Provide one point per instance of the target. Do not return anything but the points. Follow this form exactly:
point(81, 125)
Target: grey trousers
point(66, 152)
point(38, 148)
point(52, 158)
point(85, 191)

★ ★ ★

• Required work:
Word for word, restate all of the entries.

• Response box:
Provide one point per instance of the target. Do not return anything but the points. Follow this form exactly:
point(81, 125)
Target: grey trousers
point(66, 152)
point(38, 148)
point(52, 158)
point(85, 191)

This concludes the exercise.